Object pointing dataset rows
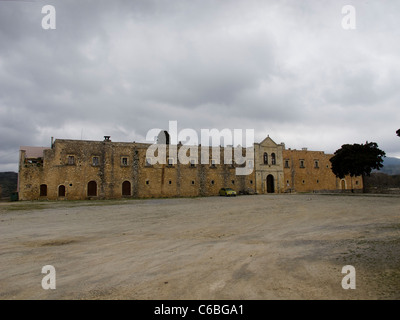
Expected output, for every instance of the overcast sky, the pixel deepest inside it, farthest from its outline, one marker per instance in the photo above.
(120, 68)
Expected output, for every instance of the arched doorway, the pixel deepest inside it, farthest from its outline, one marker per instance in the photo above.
(126, 188)
(92, 189)
(61, 191)
(270, 184)
(43, 190)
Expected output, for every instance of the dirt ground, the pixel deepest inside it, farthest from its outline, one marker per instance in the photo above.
(248, 247)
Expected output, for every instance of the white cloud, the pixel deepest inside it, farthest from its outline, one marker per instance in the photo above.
(120, 68)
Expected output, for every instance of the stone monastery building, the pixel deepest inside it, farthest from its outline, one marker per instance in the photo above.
(79, 169)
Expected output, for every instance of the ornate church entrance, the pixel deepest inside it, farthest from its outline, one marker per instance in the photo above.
(270, 184)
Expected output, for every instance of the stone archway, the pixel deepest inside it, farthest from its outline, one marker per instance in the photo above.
(126, 188)
(92, 189)
(270, 184)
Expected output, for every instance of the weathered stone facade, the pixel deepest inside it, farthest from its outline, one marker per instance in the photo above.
(77, 169)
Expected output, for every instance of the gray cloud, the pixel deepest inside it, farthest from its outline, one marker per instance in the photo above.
(120, 68)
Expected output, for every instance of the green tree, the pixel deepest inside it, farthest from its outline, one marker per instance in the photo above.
(357, 160)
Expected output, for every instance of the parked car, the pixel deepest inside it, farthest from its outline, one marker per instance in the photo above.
(228, 192)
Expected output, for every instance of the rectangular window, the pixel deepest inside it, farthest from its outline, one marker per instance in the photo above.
(95, 161)
(286, 163)
(71, 159)
(124, 161)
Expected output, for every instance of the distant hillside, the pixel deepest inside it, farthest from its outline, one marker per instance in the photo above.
(382, 183)
(391, 166)
(8, 183)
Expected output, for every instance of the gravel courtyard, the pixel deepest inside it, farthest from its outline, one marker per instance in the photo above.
(247, 247)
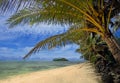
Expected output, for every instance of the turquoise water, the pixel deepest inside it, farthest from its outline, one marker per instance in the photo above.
(11, 68)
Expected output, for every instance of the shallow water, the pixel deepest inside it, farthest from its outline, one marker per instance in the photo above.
(11, 68)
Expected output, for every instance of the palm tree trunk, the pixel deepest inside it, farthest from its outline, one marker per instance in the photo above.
(113, 47)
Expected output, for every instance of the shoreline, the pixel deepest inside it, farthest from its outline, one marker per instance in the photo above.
(79, 73)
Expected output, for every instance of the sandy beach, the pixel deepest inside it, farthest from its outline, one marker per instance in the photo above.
(80, 73)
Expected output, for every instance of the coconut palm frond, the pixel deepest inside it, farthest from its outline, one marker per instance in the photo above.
(15, 5)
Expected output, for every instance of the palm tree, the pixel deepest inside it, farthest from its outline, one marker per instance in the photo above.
(84, 15)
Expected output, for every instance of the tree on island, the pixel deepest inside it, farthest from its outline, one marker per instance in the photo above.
(81, 15)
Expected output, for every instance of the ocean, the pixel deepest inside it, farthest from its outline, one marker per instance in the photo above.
(12, 68)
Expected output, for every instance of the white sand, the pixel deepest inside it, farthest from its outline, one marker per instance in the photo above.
(80, 73)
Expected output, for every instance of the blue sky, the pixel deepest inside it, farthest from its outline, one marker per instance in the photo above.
(17, 41)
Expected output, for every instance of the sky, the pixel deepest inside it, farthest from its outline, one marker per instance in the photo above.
(18, 41)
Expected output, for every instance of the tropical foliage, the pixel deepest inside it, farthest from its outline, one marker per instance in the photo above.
(82, 15)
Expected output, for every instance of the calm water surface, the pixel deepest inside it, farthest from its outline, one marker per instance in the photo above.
(11, 68)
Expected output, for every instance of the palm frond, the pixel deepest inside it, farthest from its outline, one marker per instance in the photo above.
(58, 40)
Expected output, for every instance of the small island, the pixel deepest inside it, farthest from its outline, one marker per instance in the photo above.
(60, 59)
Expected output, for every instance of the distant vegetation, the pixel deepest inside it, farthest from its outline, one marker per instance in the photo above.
(60, 59)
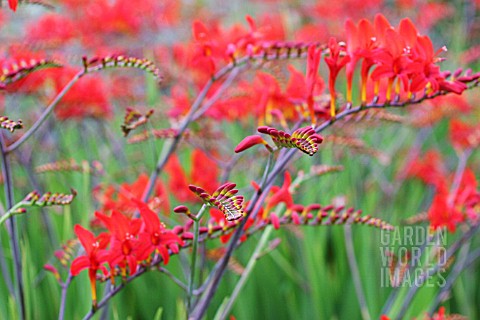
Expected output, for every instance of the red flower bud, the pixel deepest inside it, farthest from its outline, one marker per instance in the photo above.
(249, 142)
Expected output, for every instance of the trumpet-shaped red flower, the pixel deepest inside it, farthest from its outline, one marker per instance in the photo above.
(13, 4)
(95, 256)
(361, 42)
(124, 245)
(335, 64)
(155, 237)
(313, 62)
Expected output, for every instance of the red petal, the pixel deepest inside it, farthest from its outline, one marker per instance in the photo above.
(249, 142)
(79, 264)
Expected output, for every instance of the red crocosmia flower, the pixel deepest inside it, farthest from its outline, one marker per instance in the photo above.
(87, 97)
(121, 200)
(275, 221)
(392, 63)
(335, 64)
(361, 42)
(124, 233)
(204, 170)
(269, 96)
(205, 47)
(425, 72)
(155, 237)
(313, 62)
(52, 30)
(249, 142)
(298, 92)
(13, 4)
(178, 183)
(95, 256)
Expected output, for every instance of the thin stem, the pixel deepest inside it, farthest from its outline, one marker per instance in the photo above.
(173, 278)
(281, 163)
(248, 269)
(44, 115)
(191, 281)
(194, 115)
(12, 227)
(10, 213)
(352, 261)
(63, 302)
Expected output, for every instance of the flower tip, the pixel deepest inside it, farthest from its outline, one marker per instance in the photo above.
(263, 129)
(181, 209)
(249, 142)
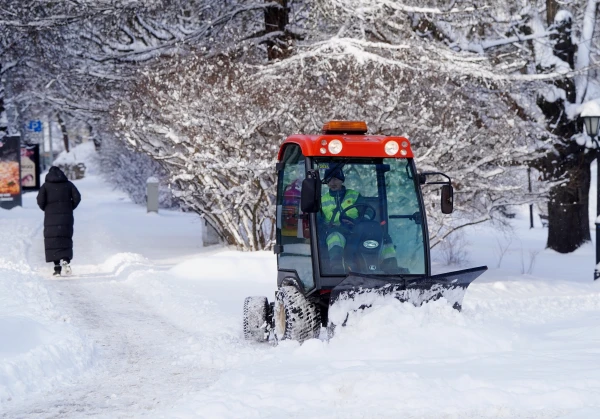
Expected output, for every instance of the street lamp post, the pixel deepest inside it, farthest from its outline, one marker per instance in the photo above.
(591, 126)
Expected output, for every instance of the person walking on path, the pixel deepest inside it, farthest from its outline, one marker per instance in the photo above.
(58, 197)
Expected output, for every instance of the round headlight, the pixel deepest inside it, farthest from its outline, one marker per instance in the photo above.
(391, 148)
(335, 146)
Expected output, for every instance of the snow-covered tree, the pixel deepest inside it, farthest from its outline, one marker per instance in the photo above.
(218, 123)
(549, 42)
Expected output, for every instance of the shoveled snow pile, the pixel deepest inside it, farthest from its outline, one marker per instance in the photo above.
(38, 345)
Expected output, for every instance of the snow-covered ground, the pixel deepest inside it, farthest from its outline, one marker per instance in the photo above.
(149, 325)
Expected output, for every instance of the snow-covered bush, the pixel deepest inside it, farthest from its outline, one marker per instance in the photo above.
(129, 170)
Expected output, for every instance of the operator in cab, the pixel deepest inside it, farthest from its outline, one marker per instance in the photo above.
(341, 200)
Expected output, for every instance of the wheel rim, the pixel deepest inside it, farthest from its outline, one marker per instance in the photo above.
(280, 319)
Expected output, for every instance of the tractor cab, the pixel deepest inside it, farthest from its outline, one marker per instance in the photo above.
(350, 218)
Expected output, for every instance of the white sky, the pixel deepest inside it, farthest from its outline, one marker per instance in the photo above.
(150, 326)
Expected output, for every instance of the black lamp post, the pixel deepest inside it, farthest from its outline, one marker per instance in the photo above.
(591, 126)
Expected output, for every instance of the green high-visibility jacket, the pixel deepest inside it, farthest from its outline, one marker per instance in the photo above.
(329, 204)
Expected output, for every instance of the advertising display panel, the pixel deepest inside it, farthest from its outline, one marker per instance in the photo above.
(30, 167)
(10, 172)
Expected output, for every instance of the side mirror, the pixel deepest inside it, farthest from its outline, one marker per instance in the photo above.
(447, 199)
(310, 198)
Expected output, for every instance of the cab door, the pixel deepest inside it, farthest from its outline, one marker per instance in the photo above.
(292, 230)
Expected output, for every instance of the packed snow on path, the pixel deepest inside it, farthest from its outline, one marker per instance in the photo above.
(149, 325)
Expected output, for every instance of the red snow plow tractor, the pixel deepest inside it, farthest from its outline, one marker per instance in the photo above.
(350, 221)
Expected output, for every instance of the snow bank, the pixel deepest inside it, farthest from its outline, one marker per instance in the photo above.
(39, 349)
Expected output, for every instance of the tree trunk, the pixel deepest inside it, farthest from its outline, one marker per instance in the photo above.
(3, 118)
(551, 10)
(63, 129)
(276, 20)
(568, 217)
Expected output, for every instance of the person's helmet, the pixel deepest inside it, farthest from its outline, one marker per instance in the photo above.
(332, 172)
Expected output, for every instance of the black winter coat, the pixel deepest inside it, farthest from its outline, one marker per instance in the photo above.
(58, 197)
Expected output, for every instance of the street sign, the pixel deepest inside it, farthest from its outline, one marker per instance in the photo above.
(35, 126)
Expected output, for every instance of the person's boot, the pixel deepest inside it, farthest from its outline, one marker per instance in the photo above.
(65, 265)
(336, 261)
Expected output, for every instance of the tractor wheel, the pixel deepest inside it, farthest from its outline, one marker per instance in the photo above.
(256, 319)
(294, 316)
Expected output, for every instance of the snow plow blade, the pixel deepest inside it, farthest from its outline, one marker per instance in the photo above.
(417, 290)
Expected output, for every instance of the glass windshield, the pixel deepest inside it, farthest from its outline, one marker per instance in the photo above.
(370, 220)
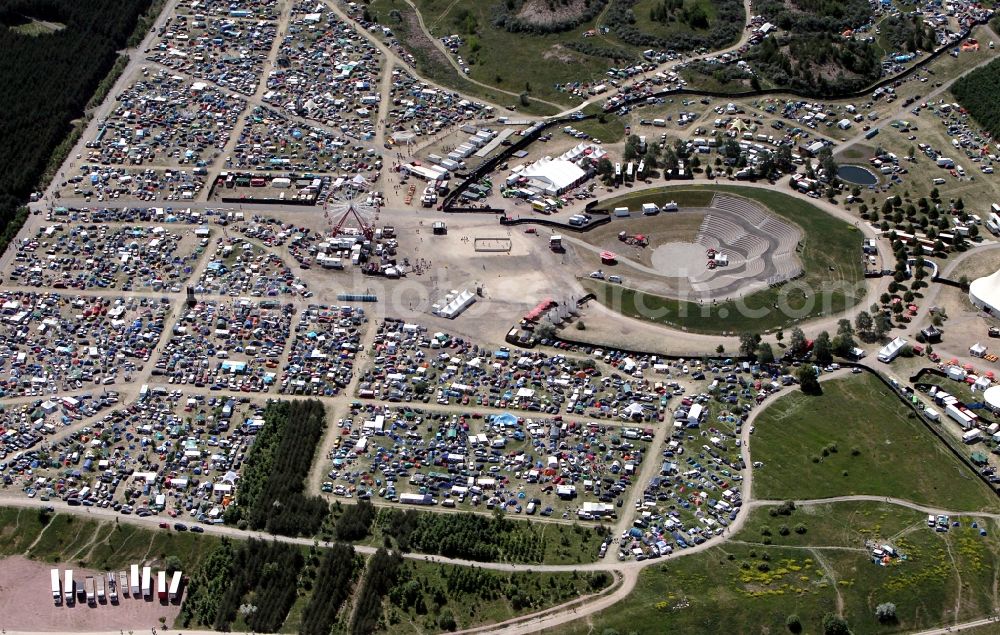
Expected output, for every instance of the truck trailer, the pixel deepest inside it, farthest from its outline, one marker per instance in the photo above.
(69, 587)
(175, 586)
(56, 591)
(112, 586)
(88, 585)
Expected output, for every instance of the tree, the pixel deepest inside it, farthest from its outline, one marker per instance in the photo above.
(844, 327)
(748, 343)
(793, 623)
(885, 612)
(835, 625)
(808, 380)
(173, 563)
(798, 341)
(843, 344)
(765, 353)
(863, 324)
(822, 348)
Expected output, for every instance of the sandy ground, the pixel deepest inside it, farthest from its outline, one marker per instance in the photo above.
(26, 604)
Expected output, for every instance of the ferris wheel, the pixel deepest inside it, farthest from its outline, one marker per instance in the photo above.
(358, 210)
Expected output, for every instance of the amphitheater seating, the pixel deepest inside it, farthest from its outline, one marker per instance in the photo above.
(754, 240)
(741, 207)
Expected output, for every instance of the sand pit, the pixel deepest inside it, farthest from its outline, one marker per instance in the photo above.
(679, 260)
(26, 604)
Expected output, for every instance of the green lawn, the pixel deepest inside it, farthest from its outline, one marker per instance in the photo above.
(752, 588)
(829, 251)
(880, 450)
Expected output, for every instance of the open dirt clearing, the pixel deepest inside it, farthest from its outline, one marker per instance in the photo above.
(26, 604)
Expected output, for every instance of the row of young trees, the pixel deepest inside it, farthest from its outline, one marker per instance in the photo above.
(272, 495)
(253, 579)
(977, 92)
(465, 535)
(333, 585)
(47, 80)
(379, 578)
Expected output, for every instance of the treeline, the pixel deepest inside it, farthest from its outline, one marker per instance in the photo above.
(256, 581)
(725, 29)
(505, 17)
(333, 585)
(379, 577)
(908, 33)
(47, 82)
(977, 92)
(803, 62)
(271, 494)
(467, 536)
(815, 16)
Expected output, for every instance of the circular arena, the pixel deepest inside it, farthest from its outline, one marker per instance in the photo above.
(728, 248)
(758, 250)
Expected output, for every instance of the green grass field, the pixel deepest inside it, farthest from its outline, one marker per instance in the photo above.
(829, 251)
(434, 66)
(103, 545)
(512, 62)
(744, 586)
(880, 450)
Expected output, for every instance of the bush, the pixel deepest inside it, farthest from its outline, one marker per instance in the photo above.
(885, 613)
(793, 623)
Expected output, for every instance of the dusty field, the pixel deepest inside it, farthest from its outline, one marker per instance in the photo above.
(673, 227)
(26, 604)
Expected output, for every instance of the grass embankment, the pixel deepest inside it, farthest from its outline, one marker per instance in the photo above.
(829, 251)
(432, 63)
(747, 586)
(858, 439)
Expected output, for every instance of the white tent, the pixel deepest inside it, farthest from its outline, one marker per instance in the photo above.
(985, 293)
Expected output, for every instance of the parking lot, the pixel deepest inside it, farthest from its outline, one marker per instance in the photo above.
(238, 267)
(522, 465)
(328, 72)
(165, 452)
(229, 52)
(324, 346)
(106, 183)
(166, 119)
(56, 342)
(121, 257)
(236, 346)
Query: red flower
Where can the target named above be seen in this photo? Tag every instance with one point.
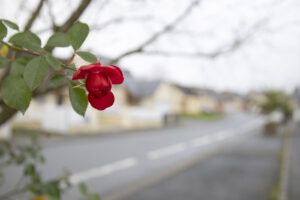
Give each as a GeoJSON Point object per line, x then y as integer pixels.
{"type": "Point", "coordinates": [99, 80]}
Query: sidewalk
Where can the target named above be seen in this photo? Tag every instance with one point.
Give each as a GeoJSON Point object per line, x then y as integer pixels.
{"type": "Point", "coordinates": [294, 176]}
{"type": "Point", "coordinates": [244, 171]}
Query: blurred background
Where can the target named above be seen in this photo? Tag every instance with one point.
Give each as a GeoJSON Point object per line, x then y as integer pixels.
{"type": "Point", "coordinates": [209, 108]}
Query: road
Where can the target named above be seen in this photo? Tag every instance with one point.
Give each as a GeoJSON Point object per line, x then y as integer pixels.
{"type": "Point", "coordinates": [119, 165]}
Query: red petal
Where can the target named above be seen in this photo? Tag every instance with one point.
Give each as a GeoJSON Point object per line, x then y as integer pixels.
{"type": "Point", "coordinates": [103, 102]}
{"type": "Point", "coordinates": [114, 73]}
{"type": "Point", "coordinates": [98, 85]}
{"type": "Point", "coordinates": [83, 71]}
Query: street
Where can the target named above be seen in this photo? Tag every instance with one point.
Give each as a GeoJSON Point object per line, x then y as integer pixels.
{"type": "Point", "coordinates": [120, 165]}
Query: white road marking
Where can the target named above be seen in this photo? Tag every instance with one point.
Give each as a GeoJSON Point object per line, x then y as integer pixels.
{"type": "Point", "coordinates": [162, 152]}
{"type": "Point", "coordinates": [166, 151]}
{"type": "Point", "coordinates": [204, 140]}
{"type": "Point", "coordinates": [102, 171]}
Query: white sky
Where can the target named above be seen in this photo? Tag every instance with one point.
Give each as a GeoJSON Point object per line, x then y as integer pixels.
{"type": "Point", "coordinates": [270, 59]}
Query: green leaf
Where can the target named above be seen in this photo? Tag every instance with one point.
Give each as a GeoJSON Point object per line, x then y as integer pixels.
{"type": "Point", "coordinates": [15, 93]}
{"type": "Point", "coordinates": [3, 31]}
{"type": "Point", "coordinates": [77, 34]}
{"type": "Point", "coordinates": [29, 170]}
{"type": "Point", "coordinates": [57, 80]}
{"type": "Point", "coordinates": [4, 62]}
{"type": "Point", "coordinates": [59, 40]}
{"type": "Point", "coordinates": [28, 40]}
{"type": "Point", "coordinates": [11, 24]}
{"type": "Point", "coordinates": [17, 69]}
{"type": "Point", "coordinates": [53, 62]}
{"type": "Point", "coordinates": [93, 196]}
{"type": "Point", "coordinates": [35, 72]}
{"type": "Point", "coordinates": [78, 99]}
{"type": "Point", "coordinates": [18, 66]}
{"type": "Point", "coordinates": [83, 188]}
{"type": "Point", "coordinates": [87, 56]}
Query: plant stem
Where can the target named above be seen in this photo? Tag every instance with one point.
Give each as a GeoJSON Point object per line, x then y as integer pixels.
{"type": "Point", "coordinates": [20, 49]}
{"type": "Point", "coordinates": [68, 67]}
{"type": "Point", "coordinates": [71, 59]}
{"type": "Point", "coordinates": [38, 54]}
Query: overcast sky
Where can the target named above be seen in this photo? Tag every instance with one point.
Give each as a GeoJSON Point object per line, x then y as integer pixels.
{"type": "Point", "coordinates": [270, 58]}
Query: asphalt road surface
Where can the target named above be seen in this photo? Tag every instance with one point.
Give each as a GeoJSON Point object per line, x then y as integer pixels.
{"type": "Point", "coordinates": [118, 166]}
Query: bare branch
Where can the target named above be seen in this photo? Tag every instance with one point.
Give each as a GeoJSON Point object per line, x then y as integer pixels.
{"type": "Point", "coordinates": [99, 27]}
{"type": "Point", "coordinates": [155, 36]}
{"type": "Point", "coordinates": [75, 16]}
{"type": "Point", "coordinates": [34, 15]}
{"type": "Point", "coordinates": [228, 48]}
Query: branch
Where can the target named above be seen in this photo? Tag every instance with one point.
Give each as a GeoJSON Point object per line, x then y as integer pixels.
{"type": "Point", "coordinates": [20, 49]}
{"type": "Point", "coordinates": [155, 36]}
{"type": "Point", "coordinates": [98, 27]}
{"type": "Point", "coordinates": [74, 17]}
{"type": "Point", "coordinates": [7, 112]}
{"type": "Point", "coordinates": [34, 15]}
{"type": "Point", "coordinates": [235, 44]}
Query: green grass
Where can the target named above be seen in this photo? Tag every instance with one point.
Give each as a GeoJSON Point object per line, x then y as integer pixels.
{"type": "Point", "coordinates": [201, 116]}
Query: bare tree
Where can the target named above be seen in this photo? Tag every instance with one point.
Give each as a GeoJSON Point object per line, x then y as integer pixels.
{"type": "Point", "coordinates": [170, 28]}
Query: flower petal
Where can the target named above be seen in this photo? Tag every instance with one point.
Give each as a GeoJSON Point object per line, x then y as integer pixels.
{"type": "Point", "coordinates": [103, 102]}
{"type": "Point", "coordinates": [114, 73]}
{"type": "Point", "coordinates": [83, 71]}
{"type": "Point", "coordinates": [98, 84]}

## [SHORT TASK]
Print exactly the lines from the one with "Query: asphalt road surface" through the end of the data, inclusive.

## [REPLY TO THE TASK]
Query: asphalt road surface
Where can the target named above be seen in this photo? Tag every instance with one point.
Give each as a GeoJSON Point object per line, x then y as integer pixels.
{"type": "Point", "coordinates": [118, 166]}
Query: bare branch
Where can the target named above be seen in this photo? Tag every instance with one point.
Give each as a GeoJSON Point object per line, x then y as integer pixels.
{"type": "Point", "coordinates": [99, 27]}
{"type": "Point", "coordinates": [155, 36]}
{"type": "Point", "coordinates": [75, 16]}
{"type": "Point", "coordinates": [34, 15]}
{"type": "Point", "coordinates": [228, 48]}
Query: branch
Where can the target named above be seen in this photo? Tag every instance with one point.
Give each as a GeoJSON Point object per line, x then y as integer pixels.
{"type": "Point", "coordinates": [20, 49]}
{"type": "Point", "coordinates": [155, 36]}
{"type": "Point", "coordinates": [98, 27]}
{"type": "Point", "coordinates": [74, 17]}
{"type": "Point", "coordinates": [7, 112]}
{"type": "Point", "coordinates": [34, 15]}
{"type": "Point", "coordinates": [235, 44]}
Query: green grass
Where can the target named above be seen in this photo? Tag every instance with one point.
Give each as a GeoJSON Point object per line, x then y as integer pixels.
{"type": "Point", "coordinates": [201, 116]}
Query: bare tree
Where can the target named above be seen in this photo? Tag every instance with one point.
Give each as a GeoJSON Point object per line, x then y as integer pixels.
{"type": "Point", "coordinates": [170, 28]}
Query: flower petal
Where can the target named above be seen in this photo? Tag every instance with one point.
Give each as a GeoJSON Point object per line, x then y as integer pixels.
{"type": "Point", "coordinates": [103, 102]}
{"type": "Point", "coordinates": [114, 73]}
{"type": "Point", "coordinates": [83, 71]}
{"type": "Point", "coordinates": [98, 84]}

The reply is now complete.